» **Excerpt provided**:
The Role of PJA2-CDK5R1 in β-cell Function

Abstract

Diabetes is a global epidemic characterized by an inability to control blood glucose due to lack of insulin secretion and/or regulation. The International Diabetes Federation (IDF) estimates approximately 382 million people worldwide to be affected by diabetes and domestically, the Canadian Diabetes Association estimates approximately 9 million diabetic/pre-diabetics. The protein Cdk5r1/p35 negatively regulates insulin secretion and thus can be targeted as a novel therapy for diabetes. Immunoprecipitation coupled with mass spectrometry has identified candidate interactors of p35. Using high throughput RNAi screening, candidate genes were knocked down with target shRNA and p35 protein levels were monitored. The screen identified RPAP3 as a potential regulator of p35 levels. Knockdown of RPAP3 increased p35 protein levels however insulin secretion was unaffected suggesting a more complex model. In the same manner, PJA2 was identified as the E3 ligase responsible for p35 ubiquitination and subsequent degradation. With the preface that PJA2 undergoes auto-ubiquitination, site-directed mutagenesis was employed to generate lysine to arginine mutants in an effort to identify auto-ubiquitination sites. Mutating lysines K642, K657, and K666 (K3R) causes PJA2 stabilization and reduced auto-ubiquitination compared to wild-type. In vitro ubiquitination assays demonstrate that K3R is functional and can ubiquitinate GST-p35. However, overexpression of PJA2 in Min6 cells is associated with poor regulation of insulin secretion. Co-immunoprecipitation experiments reveal that PJA2 undergoes self-interaction. PJA2-p35 interaction is further characterized by demonstrating that p25 is sufficient to interact with PJA2. Furthermore, PJA2-p35 dynamics may affect PJA2 auto-ubiquitination capacity.

» **Provided information**:
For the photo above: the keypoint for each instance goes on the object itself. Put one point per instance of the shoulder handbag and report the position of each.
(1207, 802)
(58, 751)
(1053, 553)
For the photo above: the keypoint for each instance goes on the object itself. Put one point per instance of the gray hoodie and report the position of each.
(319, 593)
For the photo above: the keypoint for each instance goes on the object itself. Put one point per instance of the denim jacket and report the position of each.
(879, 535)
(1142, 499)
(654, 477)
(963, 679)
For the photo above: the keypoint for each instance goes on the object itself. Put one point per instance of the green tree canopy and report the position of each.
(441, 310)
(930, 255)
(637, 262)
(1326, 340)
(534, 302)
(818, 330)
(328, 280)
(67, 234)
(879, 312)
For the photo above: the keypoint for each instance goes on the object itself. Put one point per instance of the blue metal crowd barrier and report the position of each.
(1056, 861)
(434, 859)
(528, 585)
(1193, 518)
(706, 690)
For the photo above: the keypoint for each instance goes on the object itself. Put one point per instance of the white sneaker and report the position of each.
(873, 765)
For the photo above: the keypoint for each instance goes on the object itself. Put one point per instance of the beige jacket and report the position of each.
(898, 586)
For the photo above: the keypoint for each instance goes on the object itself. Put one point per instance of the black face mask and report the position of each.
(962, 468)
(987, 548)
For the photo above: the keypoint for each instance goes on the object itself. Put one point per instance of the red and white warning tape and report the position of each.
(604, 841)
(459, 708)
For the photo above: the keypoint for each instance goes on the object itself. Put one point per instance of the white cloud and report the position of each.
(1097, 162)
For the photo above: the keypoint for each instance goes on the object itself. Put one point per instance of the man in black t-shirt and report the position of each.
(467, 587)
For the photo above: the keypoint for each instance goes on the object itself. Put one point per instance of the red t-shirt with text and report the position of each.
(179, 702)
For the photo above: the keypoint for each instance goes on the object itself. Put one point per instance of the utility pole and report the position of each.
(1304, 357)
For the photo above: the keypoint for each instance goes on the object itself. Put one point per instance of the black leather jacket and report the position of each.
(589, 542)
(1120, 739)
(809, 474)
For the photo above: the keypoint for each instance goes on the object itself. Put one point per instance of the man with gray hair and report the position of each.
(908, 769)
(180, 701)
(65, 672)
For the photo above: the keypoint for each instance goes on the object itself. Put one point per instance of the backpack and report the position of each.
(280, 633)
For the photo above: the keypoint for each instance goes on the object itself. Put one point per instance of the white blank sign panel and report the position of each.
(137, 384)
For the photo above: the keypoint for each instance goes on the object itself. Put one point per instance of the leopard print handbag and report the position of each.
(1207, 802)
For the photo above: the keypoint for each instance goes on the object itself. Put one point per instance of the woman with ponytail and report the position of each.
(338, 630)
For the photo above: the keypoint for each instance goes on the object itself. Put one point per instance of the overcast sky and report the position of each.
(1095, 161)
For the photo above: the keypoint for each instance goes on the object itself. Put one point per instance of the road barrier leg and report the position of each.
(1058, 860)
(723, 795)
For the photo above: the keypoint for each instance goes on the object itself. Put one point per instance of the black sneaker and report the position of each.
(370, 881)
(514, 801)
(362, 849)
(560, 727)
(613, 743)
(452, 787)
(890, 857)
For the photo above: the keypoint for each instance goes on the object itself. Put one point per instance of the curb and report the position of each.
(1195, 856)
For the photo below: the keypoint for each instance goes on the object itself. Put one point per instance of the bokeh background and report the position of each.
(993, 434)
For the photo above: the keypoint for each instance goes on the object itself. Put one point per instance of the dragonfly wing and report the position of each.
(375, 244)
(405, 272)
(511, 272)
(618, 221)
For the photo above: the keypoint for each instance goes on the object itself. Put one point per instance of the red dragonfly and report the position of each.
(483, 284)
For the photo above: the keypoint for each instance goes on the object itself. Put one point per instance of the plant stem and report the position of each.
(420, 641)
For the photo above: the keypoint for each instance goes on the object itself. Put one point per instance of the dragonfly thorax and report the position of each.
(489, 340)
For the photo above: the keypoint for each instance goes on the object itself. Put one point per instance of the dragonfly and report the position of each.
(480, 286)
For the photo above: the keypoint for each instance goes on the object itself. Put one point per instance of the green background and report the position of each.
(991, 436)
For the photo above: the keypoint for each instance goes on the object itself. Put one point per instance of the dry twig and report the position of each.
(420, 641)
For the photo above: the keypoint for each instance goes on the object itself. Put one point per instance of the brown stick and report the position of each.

» **Exercise goal**: List the lysine residues that the abstract on PJA2-CDK5R1 in β-cell function says were mutated to produce the K3R form of PJA2.

» **Response to the task**: K642, K657, K666